WRITTEN TASK A: Decide whether each statement below agrees with the article on the Salem pipeline protest. Answer yes or no for each, and quote the exact words of the article that decide it. (i) The proposed pipeline would run from Klamath Falls to Coos Bay. (ii) The federal government has granted the pipeline a permit. (iii) The pipeline would have a 36-inch diameter.

ARTICLE:
- - - - -
Salem protesters rally against Pacific Connector Pipeline

They protested against the Pacific Connector Gas Pipeline

Protesters rallied against the Pacific Connector Pipeline in Salem on Monday. November 14, 2016, (KOIN)
Protesters rallied against the Pacific Connector Pipeline in Salem on Monday. November 14, 2016, (KOIN)

SALEM, Ore. (KOIN) — Hundreds of demonstrators marched to the Oregon State Lands building Monday afternoon to demand Gov. Kate Brown stop a pipeline project for the state.

The demonstrators are angry and worried about a possible natural gas pipeline, 231 miles long crossing rivers, streams, public land and private land from Klamath Falls to Coos Bay.

The Pacific Connector Gas Pipeline consists of a 231-mile, 36-inch diameter pipeline, with a capacity of up to 1 billion cubic feet of natural gas per day.

The march through Salem ended at the Oregon Department of State Lands where protesters staged a sit-in to demand action from government officials to stop the Pacific Connector Gas Pipeline.

Several years ago, John Clark got a knock on his door from a Canadian company that wants to build the pipeline.

“They say they are going to put a pipeline through your property,” Clark told KOIN 6 News.

So far, though, the federal government has denied the Pacific Connector Gas Pipeline a permit. But the company is appealing as the political landscape in both Oregon and DC changes.

Protesters said they’re frustrated “by the many extensions given to the project’s Canadian proponent by the State of Oregon.”
- - - - -
MATERIAL PROVIDED:
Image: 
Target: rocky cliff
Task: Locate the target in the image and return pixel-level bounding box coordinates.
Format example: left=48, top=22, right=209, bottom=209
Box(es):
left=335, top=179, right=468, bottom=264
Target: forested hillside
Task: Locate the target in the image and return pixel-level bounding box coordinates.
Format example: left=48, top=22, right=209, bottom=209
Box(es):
- - - - -
WRITTEN TASK B: Rewrite the part of the rows that opens with the line containing "Target: forested hillside" and closes with the end of the rows. Replace "pixel-level" with "pixel-precise" and leave everything else unchanged.

EXERCISE RESULT A:
(i) Yes: "from Klamath Falls to Coos Bay"
(ii) No: "the federal government has denied the Pacific Connector Gas Pipeline a permit"
(iii) Yes: "a 231-mile, 36-inch diameter pipeline"

EXERCISE RESULT B:
Target: forested hillside
Task: Locate the target in the image and return pixel-precise bounding box coordinates.
Format example: left=48, top=22, right=209, bottom=209
Box(es):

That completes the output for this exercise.